### [Task]
Rewrite everything in the data from the line containing "[tag] one dot per instance, sample [251,394]." down to the end of the data, keeping every line, and offset each coordinate value by adding 34 to it. Omit the pictures.

### [Task inputs]
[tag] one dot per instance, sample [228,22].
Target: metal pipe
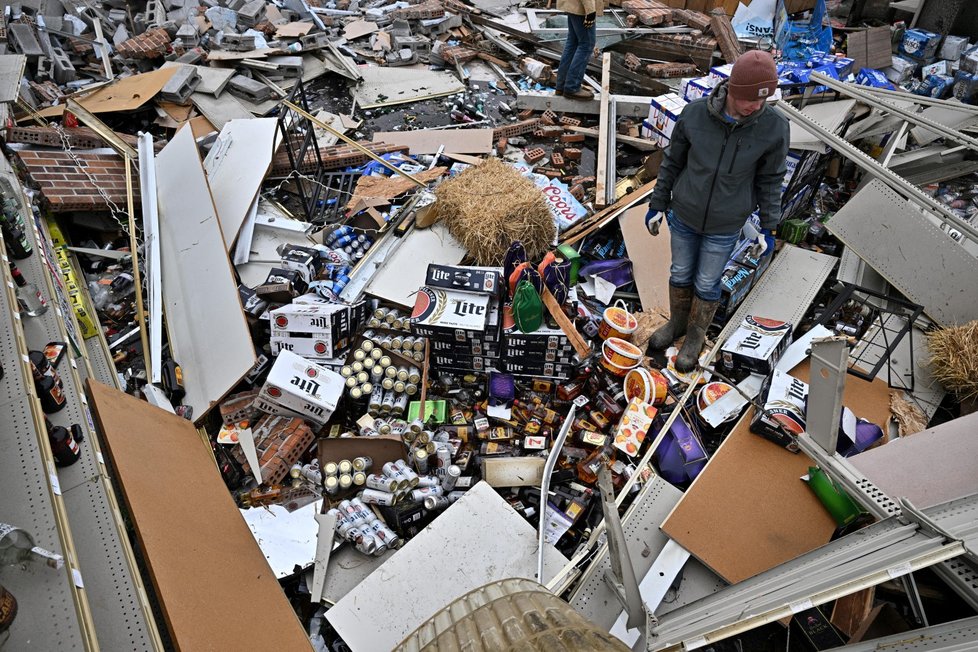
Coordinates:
[867,163]
[349,141]
[548,470]
[909,116]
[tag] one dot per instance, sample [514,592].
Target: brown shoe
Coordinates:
[580,94]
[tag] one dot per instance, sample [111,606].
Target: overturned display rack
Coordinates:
[106,565]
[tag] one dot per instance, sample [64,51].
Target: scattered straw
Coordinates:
[489,206]
[954,359]
[910,419]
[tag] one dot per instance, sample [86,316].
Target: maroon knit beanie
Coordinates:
[754,76]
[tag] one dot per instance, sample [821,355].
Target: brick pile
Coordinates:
[279,442]
[151,44]
[334,158]
[423,11]
[78,137]
[66,186]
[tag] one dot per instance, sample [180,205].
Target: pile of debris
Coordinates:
[399,282]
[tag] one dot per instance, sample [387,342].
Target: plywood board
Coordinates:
[748,511]
[399,278]
[385,607]
[236,166]
[930,467]
[212,80]
[126,94]
[427,141]
[382,86]
[209,336]
[220,111]
[651,258]
[202,559]
[11,72]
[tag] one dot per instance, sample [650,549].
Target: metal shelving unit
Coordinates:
[53,611]
[120,607]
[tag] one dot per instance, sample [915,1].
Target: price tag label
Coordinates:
[899,570]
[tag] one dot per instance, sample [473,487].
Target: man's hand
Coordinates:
[652,221]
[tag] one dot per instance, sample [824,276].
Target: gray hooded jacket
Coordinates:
[717,172]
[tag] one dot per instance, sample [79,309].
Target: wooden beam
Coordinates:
[602,171]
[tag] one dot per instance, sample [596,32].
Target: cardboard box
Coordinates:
[919,44]
[540,370]
[664,111]
[466,347]
[437,311]
[317,332]
[633,425]
[951,49]
[281,286]
[756,345]
[735,283]
[481,280]
[692,88]
[303,387]
[785,399]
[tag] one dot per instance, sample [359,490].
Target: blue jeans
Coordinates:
[698,259]
[577,52]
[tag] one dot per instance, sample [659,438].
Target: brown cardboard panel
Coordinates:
[748,511]
[930,467]
[215,588]
[381,450]
[650,256]
[427,141]
[124,95]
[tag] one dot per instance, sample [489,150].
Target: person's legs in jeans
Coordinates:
[714,253]
[685,244]
[570,48]
[584,39]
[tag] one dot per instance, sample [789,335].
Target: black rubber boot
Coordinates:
[679,303]
[700,317]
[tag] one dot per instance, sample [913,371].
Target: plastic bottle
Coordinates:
[17,546]
[31,300]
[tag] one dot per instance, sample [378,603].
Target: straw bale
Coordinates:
[489,206]
[954,359]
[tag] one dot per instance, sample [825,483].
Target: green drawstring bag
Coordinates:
[527,307]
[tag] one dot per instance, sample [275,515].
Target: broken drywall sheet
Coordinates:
[208,332]
[236,166]
[389,86]
[383,609]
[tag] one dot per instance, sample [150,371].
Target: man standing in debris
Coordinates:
[726,160]
[581,37]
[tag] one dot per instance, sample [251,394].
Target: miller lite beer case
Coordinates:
[302,387]
[439,312]
[481,280]
[786,400]
[756,345]
[314,331]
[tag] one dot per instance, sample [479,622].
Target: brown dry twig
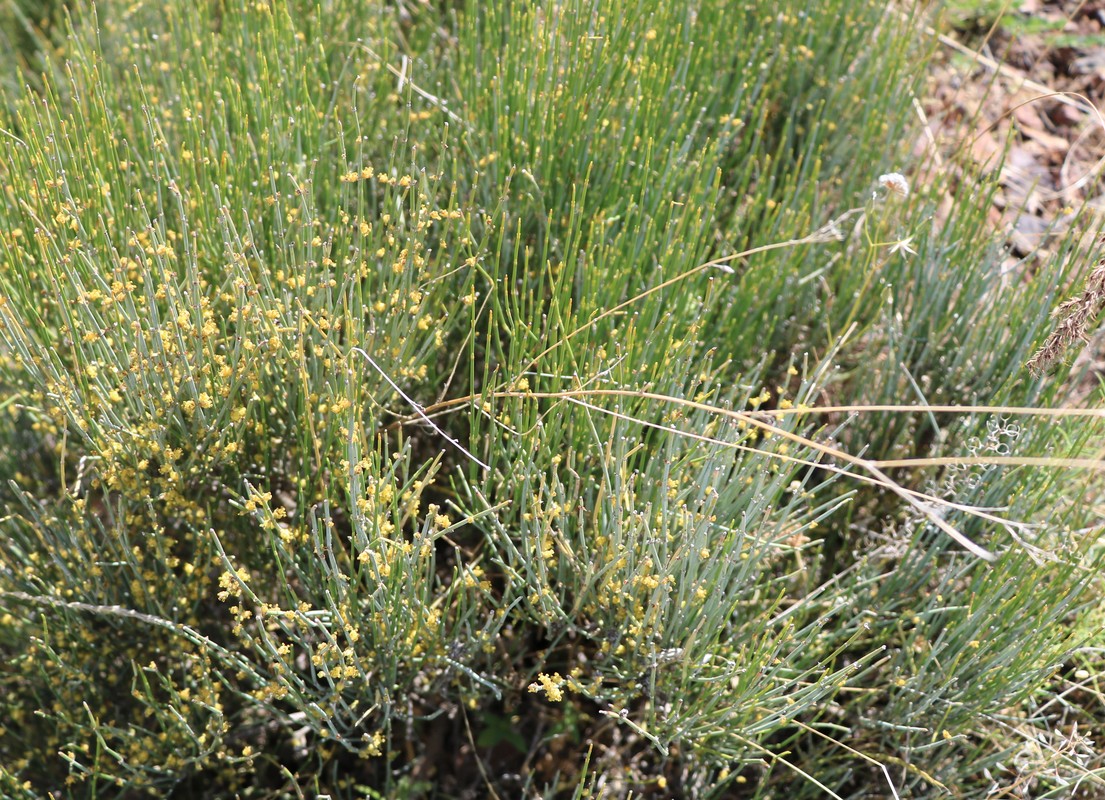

### [Exercise answer]
[tag] one dot per instance, sample [251,394].
Target: miller lite beer case
Coordinates:
[336,421]
[473,346]
[515,314]
[820,434]
[790,379]
[348,365]
[tag] one dot per instance, sample [479,622].
Target: brown dry twig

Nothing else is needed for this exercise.